**WHAT YOU WILL DO**
The lines to be copied run from the one containing "Task: indicate the electrical" to the end of the material below; reproduce them exactly, including both ends, and nothing more.

**PROVIDED RECORDS**
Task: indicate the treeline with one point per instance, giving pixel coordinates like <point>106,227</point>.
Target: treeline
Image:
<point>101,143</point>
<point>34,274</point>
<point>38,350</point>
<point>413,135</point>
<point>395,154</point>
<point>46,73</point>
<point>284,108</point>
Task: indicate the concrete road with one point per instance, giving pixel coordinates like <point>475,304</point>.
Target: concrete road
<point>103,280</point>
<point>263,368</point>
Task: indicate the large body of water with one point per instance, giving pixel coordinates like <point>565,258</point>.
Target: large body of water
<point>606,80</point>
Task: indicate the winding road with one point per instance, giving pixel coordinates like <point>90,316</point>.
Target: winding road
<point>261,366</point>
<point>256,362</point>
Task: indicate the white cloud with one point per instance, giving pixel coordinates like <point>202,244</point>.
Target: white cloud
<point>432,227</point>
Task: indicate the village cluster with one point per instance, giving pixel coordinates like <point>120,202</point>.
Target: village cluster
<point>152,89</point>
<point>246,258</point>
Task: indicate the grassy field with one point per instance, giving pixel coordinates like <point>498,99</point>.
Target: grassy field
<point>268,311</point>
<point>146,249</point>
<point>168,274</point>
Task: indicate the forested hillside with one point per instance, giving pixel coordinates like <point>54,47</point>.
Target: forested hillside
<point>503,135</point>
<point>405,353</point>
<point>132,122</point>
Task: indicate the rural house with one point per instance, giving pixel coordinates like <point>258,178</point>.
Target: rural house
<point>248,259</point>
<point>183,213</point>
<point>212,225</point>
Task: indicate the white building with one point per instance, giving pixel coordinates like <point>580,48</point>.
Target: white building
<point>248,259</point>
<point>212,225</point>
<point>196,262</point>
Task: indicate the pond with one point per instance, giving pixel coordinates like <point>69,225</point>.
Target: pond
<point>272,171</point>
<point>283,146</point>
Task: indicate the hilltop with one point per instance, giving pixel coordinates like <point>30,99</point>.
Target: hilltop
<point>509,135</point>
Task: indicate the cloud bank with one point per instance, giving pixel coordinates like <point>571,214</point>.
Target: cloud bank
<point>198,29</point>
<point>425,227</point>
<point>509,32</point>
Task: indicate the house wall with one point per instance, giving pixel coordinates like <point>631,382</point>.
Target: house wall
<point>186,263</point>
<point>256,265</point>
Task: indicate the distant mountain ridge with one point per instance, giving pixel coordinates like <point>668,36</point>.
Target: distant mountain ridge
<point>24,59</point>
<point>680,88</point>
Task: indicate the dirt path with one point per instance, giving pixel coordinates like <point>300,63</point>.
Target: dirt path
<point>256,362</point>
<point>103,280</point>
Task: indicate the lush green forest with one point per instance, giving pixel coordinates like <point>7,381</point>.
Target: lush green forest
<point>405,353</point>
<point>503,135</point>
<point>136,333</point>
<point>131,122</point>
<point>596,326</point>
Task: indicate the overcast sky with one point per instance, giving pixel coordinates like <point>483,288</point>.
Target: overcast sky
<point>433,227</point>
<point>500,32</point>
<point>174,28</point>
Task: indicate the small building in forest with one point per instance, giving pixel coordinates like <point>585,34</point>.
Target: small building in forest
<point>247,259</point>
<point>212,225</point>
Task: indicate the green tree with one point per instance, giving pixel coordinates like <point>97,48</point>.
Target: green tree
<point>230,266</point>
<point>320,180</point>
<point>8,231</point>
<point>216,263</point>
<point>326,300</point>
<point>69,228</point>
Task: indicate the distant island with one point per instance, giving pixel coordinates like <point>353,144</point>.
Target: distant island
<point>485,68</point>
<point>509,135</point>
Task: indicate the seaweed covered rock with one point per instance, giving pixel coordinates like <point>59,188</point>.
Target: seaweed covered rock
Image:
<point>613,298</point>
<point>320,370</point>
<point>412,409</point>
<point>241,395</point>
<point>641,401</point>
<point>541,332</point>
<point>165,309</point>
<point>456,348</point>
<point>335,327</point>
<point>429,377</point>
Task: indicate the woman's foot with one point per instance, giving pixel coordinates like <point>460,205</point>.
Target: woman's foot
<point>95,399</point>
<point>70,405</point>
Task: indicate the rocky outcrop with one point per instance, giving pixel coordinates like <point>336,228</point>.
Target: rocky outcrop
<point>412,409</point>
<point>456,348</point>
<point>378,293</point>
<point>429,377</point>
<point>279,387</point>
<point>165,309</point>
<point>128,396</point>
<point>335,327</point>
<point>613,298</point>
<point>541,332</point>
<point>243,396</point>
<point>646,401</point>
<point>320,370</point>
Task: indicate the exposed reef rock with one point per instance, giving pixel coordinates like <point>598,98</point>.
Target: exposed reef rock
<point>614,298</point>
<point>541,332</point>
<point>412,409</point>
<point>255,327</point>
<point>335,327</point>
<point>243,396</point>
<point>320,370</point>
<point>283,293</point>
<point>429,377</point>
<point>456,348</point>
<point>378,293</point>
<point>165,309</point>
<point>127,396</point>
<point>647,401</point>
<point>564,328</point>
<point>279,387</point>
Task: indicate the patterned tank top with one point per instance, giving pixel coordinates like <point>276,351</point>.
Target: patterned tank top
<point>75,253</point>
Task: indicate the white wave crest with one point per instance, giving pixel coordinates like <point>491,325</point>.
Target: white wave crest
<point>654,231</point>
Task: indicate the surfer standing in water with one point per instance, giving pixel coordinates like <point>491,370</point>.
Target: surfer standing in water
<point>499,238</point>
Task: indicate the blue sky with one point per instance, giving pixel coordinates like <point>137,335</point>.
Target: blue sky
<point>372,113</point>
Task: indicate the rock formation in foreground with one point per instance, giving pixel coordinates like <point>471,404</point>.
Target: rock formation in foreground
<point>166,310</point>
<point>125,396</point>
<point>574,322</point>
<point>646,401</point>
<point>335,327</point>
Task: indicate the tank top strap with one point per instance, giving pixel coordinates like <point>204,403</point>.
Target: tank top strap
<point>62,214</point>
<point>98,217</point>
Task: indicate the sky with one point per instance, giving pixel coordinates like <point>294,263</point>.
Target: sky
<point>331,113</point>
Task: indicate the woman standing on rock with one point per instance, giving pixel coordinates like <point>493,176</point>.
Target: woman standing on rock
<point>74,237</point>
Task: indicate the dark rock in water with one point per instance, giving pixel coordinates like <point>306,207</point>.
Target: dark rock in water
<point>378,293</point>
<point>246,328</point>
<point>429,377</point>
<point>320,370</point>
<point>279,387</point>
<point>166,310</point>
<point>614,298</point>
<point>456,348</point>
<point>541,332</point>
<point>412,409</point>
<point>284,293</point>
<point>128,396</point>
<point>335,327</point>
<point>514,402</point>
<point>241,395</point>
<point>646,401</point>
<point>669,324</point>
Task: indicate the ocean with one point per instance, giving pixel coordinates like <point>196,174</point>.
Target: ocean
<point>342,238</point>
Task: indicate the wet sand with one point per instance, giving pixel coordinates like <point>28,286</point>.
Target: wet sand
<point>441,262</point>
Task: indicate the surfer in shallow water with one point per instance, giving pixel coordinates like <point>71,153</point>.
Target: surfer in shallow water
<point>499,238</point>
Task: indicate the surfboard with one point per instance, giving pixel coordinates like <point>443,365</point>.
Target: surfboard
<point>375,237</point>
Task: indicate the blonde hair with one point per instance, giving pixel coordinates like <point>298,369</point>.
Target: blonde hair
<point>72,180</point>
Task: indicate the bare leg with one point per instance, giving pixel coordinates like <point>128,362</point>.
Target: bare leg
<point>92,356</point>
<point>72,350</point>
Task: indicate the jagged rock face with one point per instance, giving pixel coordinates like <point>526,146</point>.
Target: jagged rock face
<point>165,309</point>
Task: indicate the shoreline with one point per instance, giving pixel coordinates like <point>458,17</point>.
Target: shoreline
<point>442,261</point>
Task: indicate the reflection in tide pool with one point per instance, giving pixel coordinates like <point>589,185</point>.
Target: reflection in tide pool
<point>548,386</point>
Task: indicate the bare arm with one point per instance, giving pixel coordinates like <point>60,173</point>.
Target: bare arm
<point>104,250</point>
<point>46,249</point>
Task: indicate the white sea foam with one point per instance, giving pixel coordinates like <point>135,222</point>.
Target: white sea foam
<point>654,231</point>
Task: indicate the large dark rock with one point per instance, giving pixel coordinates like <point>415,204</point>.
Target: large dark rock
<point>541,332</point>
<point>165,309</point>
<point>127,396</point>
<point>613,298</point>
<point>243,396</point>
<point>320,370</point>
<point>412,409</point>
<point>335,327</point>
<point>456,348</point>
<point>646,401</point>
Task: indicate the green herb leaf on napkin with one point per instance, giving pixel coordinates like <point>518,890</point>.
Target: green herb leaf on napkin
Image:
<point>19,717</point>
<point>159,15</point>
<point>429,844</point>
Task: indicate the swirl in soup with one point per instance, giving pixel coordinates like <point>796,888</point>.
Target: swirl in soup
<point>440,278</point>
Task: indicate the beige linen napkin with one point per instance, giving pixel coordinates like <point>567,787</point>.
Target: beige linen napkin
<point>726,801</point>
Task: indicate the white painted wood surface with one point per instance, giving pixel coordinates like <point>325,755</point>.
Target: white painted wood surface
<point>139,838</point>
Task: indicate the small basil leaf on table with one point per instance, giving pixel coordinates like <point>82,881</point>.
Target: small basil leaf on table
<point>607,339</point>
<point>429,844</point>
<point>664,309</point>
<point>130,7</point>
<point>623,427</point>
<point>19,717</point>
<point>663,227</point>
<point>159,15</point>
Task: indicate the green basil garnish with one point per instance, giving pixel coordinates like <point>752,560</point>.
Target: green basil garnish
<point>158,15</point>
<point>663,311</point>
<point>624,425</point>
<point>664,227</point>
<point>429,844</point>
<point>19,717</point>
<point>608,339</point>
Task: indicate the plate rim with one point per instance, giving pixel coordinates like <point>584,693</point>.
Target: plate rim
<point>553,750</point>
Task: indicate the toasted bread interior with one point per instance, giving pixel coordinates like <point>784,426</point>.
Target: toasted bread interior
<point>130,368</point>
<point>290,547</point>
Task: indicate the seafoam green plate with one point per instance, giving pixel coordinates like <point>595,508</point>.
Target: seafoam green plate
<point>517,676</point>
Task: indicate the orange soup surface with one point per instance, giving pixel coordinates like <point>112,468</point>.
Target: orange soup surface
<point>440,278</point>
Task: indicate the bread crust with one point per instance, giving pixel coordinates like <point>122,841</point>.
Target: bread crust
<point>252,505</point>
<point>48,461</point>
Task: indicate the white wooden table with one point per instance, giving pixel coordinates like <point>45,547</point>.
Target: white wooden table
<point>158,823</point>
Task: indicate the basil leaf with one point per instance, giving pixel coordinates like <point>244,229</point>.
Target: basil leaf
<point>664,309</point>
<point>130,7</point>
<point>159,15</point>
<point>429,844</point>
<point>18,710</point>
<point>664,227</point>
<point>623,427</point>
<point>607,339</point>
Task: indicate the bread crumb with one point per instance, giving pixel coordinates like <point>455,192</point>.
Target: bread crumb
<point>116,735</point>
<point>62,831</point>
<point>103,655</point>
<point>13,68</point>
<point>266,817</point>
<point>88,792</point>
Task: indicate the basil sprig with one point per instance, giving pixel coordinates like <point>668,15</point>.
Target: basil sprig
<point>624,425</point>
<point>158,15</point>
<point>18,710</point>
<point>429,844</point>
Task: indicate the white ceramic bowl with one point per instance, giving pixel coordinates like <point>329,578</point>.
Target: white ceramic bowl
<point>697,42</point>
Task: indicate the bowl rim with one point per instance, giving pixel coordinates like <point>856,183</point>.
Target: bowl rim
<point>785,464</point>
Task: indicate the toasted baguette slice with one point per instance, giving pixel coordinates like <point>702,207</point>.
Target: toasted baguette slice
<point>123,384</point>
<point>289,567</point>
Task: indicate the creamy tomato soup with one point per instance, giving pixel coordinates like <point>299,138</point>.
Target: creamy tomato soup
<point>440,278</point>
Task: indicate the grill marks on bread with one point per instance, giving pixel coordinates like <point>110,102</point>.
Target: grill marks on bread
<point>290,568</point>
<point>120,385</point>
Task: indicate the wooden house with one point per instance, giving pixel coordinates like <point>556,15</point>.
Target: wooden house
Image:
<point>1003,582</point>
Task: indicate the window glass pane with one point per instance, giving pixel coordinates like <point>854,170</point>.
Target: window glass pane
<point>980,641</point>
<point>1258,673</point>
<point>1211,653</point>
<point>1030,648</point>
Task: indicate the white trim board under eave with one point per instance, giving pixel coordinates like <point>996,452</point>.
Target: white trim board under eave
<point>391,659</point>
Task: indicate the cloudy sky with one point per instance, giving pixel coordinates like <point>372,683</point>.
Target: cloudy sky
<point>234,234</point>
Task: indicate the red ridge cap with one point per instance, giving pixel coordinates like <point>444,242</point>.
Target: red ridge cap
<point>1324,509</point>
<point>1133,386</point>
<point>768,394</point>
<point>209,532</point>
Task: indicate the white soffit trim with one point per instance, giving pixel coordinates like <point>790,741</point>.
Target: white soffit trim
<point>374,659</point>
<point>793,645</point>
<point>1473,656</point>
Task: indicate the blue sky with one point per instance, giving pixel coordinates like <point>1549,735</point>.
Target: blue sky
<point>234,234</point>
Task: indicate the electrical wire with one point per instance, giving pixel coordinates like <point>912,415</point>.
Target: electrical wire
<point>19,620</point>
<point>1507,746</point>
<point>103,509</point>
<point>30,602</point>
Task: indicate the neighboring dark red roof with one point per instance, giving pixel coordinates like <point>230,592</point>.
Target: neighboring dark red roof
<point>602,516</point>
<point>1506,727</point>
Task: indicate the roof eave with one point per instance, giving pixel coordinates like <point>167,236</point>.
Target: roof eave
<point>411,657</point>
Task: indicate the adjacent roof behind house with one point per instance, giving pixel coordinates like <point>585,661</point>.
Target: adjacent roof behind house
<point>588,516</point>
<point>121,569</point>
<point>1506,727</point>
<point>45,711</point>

**WRITTEN SOLUTION**
Task: indicate the electrical wire with one point per instance, giving pixel coordinates like <point>912,415</point>.
Target: electrical wire
<point>19,620</point>
<point>1507,746</point>
<point>103,509</point>
<point>30,602</point>
Task: indicate the neighboring dark red roof with one point per instance, giving pixel coordinates like <point>230,592</point>.
Target: neighboring dark red roof
<point>602,516</point>
<point>1506,727</point>
Task: indicate the roof eave with one point per instance, giving pixel coordinates like <point>167,236</point>.
Target: roof eave
<point>411,657</point>
Task: indicate the adjacent roof behind house with one point per instance, giving pixel coordinates like <point>585,661</point>.
Target: adjacent roof behind house
<point>588,516</point>
<point>121,569</point>
<point>1506,727</point>
<point>45,711</point>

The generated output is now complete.